▶ _Given task A_:
Gather every line of the records that contains the string "wheel". Matching is case-sensitive.
[start Source extract]
Thanks for that excellent step-by-step tutorial! (I'll bookmark this one for future reference)


----------



## harrysin (Jan 15, 2007)

Don't forget guys and gals, I'm hoping that lots of you will give this one a go, take care with the templates then practice on cheap Pine, you'll be surprised how easy a project it is, bear in mind that I was age 66 when I made that big Jarrah one and I'm now getting close to 76 so all you comparative youngsters should find it a breeze.


----------



## harrysin (Jan 15, 2007)

*One less present to give*

because it's found a home in OUR bedroom.


----------



## Johann George (Dec 2, 2008)

Harry,

Just a couple of questions. Do you know if the cutters that you show in pictures #49 and #52 are readily available? I've been looking for them for some time and cannot find them. Do you have any suggestions for me if I am unable to locate them?

Thanks.

This photo shoot is an improvement over your previous one, althought the previous one was very good as well.

John


----------



## bobj3 (Jan 17, 2006)

Hi John

I'm sure Harry will have a spot to get them but just in case here's some links with the part number and once you have that you can fine them on the net.

CMT Flush and V-Groove Router Bit
CMT Bull Nose Router Bits

1 pc 1/2" Shank with 1/8" Rad. Triple Bead Router Bit - eBay (item 130303220116 end time May-28-09 11:10:20 PDT)

========
====



Johann George said:


> Harry,
> 
> Just a couple of questions. Do you know if the cutters that you show in pictures #49 and #52 are readily available? I've been looking for them for some time and cannot find them. Do you have any suggestions for me if I am unable to locate them?
> 
> ...


----------



## harrysin (Jan 15, 2007)
[end Source extract]
[start Material provided]
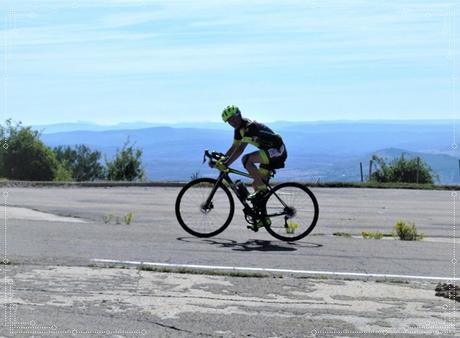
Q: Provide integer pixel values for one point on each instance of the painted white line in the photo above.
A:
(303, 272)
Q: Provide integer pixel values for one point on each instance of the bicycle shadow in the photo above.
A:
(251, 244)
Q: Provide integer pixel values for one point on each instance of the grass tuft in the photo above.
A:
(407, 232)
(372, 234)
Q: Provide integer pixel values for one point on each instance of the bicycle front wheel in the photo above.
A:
[end Material provided]
[start Material provided]
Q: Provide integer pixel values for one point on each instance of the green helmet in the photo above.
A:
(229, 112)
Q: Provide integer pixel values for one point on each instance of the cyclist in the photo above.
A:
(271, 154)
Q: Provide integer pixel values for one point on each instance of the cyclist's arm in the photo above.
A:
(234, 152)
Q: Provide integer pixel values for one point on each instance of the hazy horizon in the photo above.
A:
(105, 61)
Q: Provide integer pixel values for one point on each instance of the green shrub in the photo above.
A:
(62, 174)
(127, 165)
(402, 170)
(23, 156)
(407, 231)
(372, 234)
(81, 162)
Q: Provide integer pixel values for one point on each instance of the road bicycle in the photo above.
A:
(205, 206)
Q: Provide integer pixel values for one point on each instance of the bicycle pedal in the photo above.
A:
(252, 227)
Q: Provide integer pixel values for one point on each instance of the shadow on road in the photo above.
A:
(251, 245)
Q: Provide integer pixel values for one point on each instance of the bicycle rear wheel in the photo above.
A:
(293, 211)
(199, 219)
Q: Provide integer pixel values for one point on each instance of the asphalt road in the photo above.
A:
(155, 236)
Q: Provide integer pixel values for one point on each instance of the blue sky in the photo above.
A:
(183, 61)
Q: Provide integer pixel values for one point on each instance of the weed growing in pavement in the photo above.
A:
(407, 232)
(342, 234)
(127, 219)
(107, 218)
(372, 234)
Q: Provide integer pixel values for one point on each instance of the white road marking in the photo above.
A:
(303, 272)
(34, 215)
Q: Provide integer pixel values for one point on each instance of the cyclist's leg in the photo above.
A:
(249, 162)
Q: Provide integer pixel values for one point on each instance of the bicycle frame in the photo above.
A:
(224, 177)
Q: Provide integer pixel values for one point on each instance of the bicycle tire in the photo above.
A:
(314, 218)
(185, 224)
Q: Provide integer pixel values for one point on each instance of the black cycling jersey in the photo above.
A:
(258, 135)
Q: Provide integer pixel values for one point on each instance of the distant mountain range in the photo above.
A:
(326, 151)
[end Material provided]
▶ _Given task B_:
Output the forum thread from "Thanks for that" down to "it a breeze." word for word.

▶ _Finished answer A_:
Q: Provide integer pixel values for one point on each instance of the bicycle front wheel in the photo above.
Q: Provide integer pixel values for one point on each instance of the bicycle rear wheel in the photo above.

▶ _Finished answer B_:
Thanks for that excellent step-by-step tutorial! (I'll bookmark this one for future reference)


----------



## harrysin (Jan 15, 2007)

Don't forget guys and gals, I'm hoping that lots of you will give this one a go, take care with the templates then practice on cheap Pine, you'll be surprised how easy a project it is, bear in mind that I was age 66 when I made that big Jarrah one and I'm now getting close to 76 so all you comparative youngsters should find it a breeze.